## WORK REQUEST:
Reproduce the entries below in full, word for word.

(Region pointing data)
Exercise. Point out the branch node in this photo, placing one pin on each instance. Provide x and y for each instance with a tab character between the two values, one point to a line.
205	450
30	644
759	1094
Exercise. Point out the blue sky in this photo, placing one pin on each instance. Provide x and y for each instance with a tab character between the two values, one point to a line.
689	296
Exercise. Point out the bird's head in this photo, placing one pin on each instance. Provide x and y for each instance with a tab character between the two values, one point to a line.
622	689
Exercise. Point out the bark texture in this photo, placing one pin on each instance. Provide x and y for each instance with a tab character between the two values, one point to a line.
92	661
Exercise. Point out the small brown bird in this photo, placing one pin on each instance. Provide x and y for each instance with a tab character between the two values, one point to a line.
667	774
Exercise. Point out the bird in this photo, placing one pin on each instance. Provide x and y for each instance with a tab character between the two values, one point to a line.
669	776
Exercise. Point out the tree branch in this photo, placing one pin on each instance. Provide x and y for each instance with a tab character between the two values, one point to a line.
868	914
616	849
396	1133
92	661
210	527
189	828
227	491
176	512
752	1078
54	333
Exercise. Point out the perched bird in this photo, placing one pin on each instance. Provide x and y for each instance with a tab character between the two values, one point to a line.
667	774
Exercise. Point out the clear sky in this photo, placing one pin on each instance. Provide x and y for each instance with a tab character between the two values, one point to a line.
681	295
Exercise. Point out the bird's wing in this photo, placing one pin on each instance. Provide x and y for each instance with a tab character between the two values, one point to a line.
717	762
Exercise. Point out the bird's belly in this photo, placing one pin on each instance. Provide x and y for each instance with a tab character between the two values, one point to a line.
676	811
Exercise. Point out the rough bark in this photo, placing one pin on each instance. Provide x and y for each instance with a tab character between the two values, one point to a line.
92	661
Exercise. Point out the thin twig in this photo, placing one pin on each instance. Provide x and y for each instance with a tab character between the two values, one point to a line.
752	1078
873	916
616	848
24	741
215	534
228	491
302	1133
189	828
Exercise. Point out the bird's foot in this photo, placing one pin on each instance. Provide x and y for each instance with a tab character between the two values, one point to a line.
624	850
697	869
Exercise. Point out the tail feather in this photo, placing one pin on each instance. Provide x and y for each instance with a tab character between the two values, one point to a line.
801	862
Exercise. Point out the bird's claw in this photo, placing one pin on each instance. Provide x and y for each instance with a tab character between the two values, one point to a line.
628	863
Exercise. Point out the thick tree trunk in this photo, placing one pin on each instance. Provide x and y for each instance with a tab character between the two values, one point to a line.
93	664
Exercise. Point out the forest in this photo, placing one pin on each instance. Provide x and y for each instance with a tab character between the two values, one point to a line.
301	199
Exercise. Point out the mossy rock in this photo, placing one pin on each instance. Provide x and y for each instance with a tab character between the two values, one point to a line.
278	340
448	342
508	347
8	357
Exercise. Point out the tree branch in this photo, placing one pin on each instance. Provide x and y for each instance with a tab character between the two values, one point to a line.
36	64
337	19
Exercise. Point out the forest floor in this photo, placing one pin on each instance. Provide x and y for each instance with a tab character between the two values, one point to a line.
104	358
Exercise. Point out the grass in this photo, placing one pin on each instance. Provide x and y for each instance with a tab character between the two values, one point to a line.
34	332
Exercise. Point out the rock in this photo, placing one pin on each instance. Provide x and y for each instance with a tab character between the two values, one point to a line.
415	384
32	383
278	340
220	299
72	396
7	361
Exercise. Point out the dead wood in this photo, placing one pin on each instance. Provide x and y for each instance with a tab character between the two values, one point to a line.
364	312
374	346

## ANSWER TO THE PROBLEM:
Exercise. Point out the branch node in this photo, placing one pin on each instance. Provide x and y for each instance with a tab character between the two values, one point to a line.
205	450
30	644
759	1094
Exercise. Point out the blue sky in this photo, placing one pin on each instance. Provide x and y for each instance with a tab character between the two values, one point to a line.
689	296
Exercise. Point out the bird's head in this photo, placing one pin on each instance. Provide x and y for each instance with a tab character between the two values, one point to a line.
622	689
Exercise. Point out the bark texture in this photo, placing one pin on each instance. Provide x and y for each instance with a tab character between the two values, one point to a line.
92	661
Exercise. Point out the small brown bird in this photo, placing one pin on each instance. Provide x and y for each instance with a tab character between the two values, one point to a line.
667	774
Exercise. Point out the bird in this photo, placing one pin on each instance. Provide x and y for each instance with a tab character between the two values, one point to a line.
669	776
Exercise. Point out the tree branch in this photo, placing one pin on each instance. Provide x and y for each instance with a tab character between the two values, one point to a line.
868	914
616	849
396	1133
92	661
210	527
189	828
227	491
176	512
752	1078
54	333
Exercise. Point out the perched bird in this photo, placing one pin on each instance. Provide x and y for each instance with a tab character between the two values, one point to a line.
667	774
Exercise. Point out the clear sky in this photo, placing one pin on each instance. Provide x and y for each instance with a tab character between the two values, one point to a line.
681	295
Exercise. Point out the bird's wing in this photo, placing one pin on each instance. Provide x and y for each instance with a tab character between the two values, one point to a line.
717	762
Exercise. Point out the bird's belly in this photo, placing one pin on each instance. Provide x and y for each instance with a tab character between the two values, one point to a line.
676	811
Exercise. Point out the rough bark in this photo, placing one pin on each instance. Provide x and y for each instance with a tab character between the two values, one point to a line.
92	661
Exercise. Point out the thin twig in this photo, placing one pin on each instance. Provide x and y for each instance with a tab character between the two values, one point to a line.
752	1078
873	916
616	848
24	741
215	534
228	491
302	1133
189	828
Exercise. Point out the bird's foot in this photo, placing one pin on each instance. Provide x and y for each instance with a tab character between the two values, one point to a line.
624	850
697	869
Exercise. Point out the tail feather in this photo, placing one pin on each instance. Provide x and y for each instance with a tab character between the two values, one point to a line.
801	862
Exercise. Point out the bird's claw in this photo, placing one pin on each instance. Provide x and y for each instance with a tab character between the two values, one point to a line.
628	863
Exercise. Point out the thick tree trunk in this photo, placing one pin on each instance. Provide x and y for each instance with a tab character between the two values, one point to a line.
93	664
Exercise. Point out the forest in this photo, placing one pin on each instance. Provide x and y for each instance with a tab character between the two values, one point to a line.
301	199
Exercise. Point out the mossy rock in this photo, placing one pin on each instance. Provide x and y for each instance with a tab character between the two values, one point to a line.
278	340
448	342
508	347
8	357
Exercise. Point out the tree branch in this photo, placing one pin on each instance. Provide x and y for each instance with a tab character between the two values, one point to a line.
36	64
337	19
Exercise. Point out the forest floor in this photo, placing one pin on each instance. Provide x and y for each instance with a tab character between the two values, one point to a line.
104	358
Exercise. Point out the grass in this photo, placing one pin on each instance. Provide x and y for each instance with a tab character between the two values, one point to a line.
34	332
Exercise. Point out the rock in this photo, placing one pin on each instance. Provide x and y for each instance with a tab character between the two values, one point to a line.
415	384
32	383
278	340
220	299
72	396
7	361
Exercise. Point out the dead wood in this photo, placing one pin on each instance. Provide x and y for each instance with a tab character between the two values, one point to a line.
364	312
374	346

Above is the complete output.